## WRITTEN INSTRUCTION
Reproduce the entries below word for word, beginning with the line that contains "Question. Mark every instance of the white painted" and continuing through the last line of the entries, both ends included.

--- begin ---

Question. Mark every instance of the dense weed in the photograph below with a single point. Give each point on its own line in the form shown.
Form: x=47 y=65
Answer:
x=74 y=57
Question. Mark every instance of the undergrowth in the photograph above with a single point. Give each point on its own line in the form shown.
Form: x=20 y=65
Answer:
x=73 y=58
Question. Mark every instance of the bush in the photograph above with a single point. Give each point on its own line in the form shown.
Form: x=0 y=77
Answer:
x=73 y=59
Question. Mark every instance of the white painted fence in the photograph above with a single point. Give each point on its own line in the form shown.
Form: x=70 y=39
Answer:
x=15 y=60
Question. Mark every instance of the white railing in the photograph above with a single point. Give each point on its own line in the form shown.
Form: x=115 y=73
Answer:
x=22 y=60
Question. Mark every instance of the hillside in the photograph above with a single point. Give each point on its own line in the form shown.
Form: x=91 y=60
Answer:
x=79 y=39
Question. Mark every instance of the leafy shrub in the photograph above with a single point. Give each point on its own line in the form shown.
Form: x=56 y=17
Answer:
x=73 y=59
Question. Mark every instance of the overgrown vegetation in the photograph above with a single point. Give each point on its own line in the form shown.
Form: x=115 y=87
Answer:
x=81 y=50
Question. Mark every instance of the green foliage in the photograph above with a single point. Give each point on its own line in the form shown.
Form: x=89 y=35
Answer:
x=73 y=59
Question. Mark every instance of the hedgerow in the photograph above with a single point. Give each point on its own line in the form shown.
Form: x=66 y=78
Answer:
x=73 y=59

--- end ---

## CORRECT ANSWER
Question. Mark every instance of the white painted fence in the photograph above with a single point. Give each point on its own line in the form shown.
Form: x=70 y=39
Answer:
x=15 y=60
Question. Mark every instance of the white railing in the photograph above with a single point. Give each point on its own line in the form shown.
Form: x=115 y=73
Answer:
x=22 y=60
Question. Mark every instance of the hillside in the photograph above with a single point. Give each point on its own line in the form shown.
Form: x=91 y=60
Answer:
x=79 y=39
Question. Mark every instance of the leafy shrub in the photograph above with a single point. Give each point on its own line in the form shown.
Form: x=56 y=17
Answer:
x=73 y=59
Question. Mark every instance of the overgrown vegetation in the photograph above with a single point. Give each point on its own line in the form shown.
Form: x=115 y=87
Answer:
x=81 y=50
Question. Mark every instance of the green foliage in the photograph above with a single point. Give each point on its own line in the form shown.
Form: x=89 y=35
Answer:
x=73 y=59
Question. Mark every instance of the hedgerow in the photograph above with a single point. Give each point on its own line in the form shown.
Form: x=66 y=78
Answer:
x=73 y=59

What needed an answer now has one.